◆ What to do:
Copy the entries exactly. Leave nothing out and add nothing.

◆ Data provided:
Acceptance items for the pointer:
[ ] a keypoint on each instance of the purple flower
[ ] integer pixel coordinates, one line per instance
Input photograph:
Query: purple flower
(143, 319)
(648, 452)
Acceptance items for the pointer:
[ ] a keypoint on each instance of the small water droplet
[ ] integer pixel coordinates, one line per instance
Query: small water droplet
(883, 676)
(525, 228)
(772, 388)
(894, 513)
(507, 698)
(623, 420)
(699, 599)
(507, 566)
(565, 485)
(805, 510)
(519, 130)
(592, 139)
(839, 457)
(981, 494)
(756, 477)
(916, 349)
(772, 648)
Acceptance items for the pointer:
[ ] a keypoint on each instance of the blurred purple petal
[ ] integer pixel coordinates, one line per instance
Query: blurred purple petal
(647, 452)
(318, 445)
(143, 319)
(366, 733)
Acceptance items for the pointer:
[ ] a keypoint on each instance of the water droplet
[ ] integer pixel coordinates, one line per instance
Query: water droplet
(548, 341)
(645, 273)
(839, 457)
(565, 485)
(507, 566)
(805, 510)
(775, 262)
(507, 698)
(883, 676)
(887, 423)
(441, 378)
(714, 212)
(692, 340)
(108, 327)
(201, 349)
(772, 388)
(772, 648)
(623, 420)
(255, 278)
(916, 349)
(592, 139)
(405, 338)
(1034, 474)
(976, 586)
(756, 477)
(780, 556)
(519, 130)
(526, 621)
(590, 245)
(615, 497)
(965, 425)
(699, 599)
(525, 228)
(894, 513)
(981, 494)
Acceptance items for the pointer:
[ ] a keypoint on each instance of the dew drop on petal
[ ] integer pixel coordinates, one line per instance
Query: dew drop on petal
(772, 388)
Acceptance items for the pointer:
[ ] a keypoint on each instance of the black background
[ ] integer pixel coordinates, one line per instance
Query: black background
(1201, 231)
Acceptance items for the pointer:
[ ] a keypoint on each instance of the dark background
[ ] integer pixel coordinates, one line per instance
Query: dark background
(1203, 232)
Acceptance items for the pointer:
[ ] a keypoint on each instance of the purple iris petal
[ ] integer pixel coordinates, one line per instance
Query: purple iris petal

◆ Exercise result:
Acceptance items for the pointer:
[ ] a keypoint on each instance of the purple flower
[ ] integer pixel coordinates, one line per instance
Input photograph:
Query: purple flower
(143, 319)
(648, 452)
Acceptance items for the pointer:
[ ] a keypoint on each instance of the small water droplet
[ ] integer pixel coordinates, one line per instance
Query: small water droplet
(883, 676)
(525, 228)
(772, 388)
(894, 513)
(507, 698)
(623, 420)
(699, 599)
(507, 566)
(565, 485)
(805, 510)
(519, 130)
(592, 139)
(839, 457)
(981, 494)
(756, 477)
(916, 349)
(772, 648)
Acceptance items for the pointer:
[ ] a keypoint on each instance of the blurred purple petal
[ ] integer pixel coordinates, one line per instance
Query: blurred purple petal
(647, 452)
(318, 445)
(143, 319)
(366, 733)
Acceptance items for the pointer:
[ ] a keypoint on each instance of the water droplet
[ ] integer pixel coordinates, one line per instance
Query: water droplet
(548, 341)
(645, 273)
(839, 457)
(565, 485)
(507, 566)
(805, 510)
(775, 262)
(507, 698)
(883, 676)
(887, 423)
(441, 378)
(714, 212)
(692, 340)
(108, 327)
(201, 349)
(772, 388)
(772, 648)
(623, 420)
(255, 278)
(916, 349)
(592, 139)
(405, 338)
(1034, 474)
(976, 586)
(756, 477)
(780, 556)
(519, 130)
(526, 621)
(590, 245)
(615, 497)
(965, 425)
(699, 599)
(525, 228)
(894, 513)
(981, 494)
Acceptance items for the pointer:
[ ] a keypoint on each instance of the dew drop on petal
[ ] integer pixel coordinates, one line per instance
Query: dew drop on petal
(772, 388)
Acceptance items for the pointer:
[ ] a keypoint on each instance of the black background
[ ] integer pixel coordinates, one line per instance
Query: black background
(1201, 231)
Acceptance items for the pointer:
[ ] a keypoint on each instance of the dark background
[ ] integer pixel coordinates, one line per instance
Query: dark background
(1203, 232)
Acceptance items for the pointer:
[ ] a keypoint on each instance of the purple iris petal
[ ] integer pixel coordinates, one line per instance
Query: purple iris petal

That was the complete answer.